§ WRITTEN REQUEST
Gather every line in the rows below that contains the string "rocky". Case counts.
--- BEGIN GIVEN DATA ---
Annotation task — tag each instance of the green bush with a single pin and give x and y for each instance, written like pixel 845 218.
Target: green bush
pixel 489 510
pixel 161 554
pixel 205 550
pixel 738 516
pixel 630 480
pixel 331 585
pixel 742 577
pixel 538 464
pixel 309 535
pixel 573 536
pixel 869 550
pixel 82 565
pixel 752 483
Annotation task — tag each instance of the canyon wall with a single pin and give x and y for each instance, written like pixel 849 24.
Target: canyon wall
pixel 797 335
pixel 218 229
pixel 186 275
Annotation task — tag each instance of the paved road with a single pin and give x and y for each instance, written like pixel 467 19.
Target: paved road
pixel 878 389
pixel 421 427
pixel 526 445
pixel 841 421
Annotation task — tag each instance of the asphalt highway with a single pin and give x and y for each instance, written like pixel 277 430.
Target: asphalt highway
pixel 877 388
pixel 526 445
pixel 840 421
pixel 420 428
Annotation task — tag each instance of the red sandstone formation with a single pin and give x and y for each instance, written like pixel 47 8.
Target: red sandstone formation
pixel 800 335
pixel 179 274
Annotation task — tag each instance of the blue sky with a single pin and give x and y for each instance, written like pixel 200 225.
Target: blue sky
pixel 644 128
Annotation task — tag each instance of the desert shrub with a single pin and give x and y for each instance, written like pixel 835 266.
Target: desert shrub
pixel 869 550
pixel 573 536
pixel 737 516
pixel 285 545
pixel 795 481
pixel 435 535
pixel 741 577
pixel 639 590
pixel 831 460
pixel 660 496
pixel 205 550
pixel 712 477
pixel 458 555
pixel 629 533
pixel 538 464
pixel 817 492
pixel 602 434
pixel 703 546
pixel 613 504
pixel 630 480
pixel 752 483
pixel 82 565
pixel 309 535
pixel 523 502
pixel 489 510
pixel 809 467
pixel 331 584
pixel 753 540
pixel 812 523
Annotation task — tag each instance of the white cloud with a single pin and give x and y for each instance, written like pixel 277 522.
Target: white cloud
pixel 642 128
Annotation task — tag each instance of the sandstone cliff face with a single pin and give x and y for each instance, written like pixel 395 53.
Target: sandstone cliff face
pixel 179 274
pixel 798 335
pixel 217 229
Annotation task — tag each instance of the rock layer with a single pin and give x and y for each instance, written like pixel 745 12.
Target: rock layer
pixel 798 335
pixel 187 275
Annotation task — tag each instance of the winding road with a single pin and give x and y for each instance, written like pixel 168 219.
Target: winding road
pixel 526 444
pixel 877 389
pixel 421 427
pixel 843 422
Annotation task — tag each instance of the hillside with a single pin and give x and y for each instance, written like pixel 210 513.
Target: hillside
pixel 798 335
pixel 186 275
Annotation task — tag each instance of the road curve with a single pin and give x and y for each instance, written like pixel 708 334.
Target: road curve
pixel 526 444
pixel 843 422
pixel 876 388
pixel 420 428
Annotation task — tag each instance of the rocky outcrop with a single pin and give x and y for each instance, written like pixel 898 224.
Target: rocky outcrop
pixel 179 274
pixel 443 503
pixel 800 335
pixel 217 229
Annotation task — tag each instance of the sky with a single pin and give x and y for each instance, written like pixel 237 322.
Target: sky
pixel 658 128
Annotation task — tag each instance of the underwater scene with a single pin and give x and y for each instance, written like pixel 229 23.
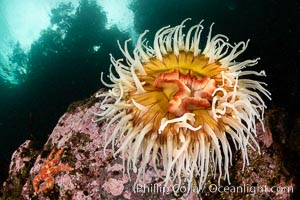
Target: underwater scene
pixel 157 99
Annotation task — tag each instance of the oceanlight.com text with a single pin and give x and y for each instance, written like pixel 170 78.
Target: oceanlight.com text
pixel 212 188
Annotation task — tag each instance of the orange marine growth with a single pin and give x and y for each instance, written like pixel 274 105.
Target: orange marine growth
pixel 48 170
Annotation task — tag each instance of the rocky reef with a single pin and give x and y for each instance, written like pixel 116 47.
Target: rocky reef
pixel 97 174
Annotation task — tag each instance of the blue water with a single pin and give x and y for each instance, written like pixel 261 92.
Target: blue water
pixel 60 61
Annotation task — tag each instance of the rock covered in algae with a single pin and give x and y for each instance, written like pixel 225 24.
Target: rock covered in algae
pixel 99 175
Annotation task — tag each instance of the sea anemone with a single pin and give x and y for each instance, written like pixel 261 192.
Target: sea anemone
pixel 176 107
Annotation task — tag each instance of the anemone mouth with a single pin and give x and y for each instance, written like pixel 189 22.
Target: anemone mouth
pixel 175 105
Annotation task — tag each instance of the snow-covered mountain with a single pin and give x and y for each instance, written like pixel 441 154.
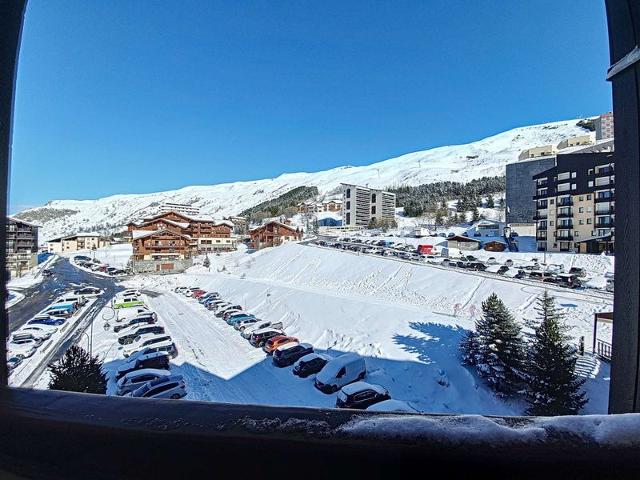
--- END GIVEN DATA ---
§ TASK ANSWER
Annotation task — tag each instance of the rocky outcrop with a single pin and give x and y for each instance, written like pixel 898 224.
Target: rocky outcrop
Annotation task — tag each instance of the rocky reef with a single pin and give x and y for each instance, written like pixel 116 47.
Target: rocky reef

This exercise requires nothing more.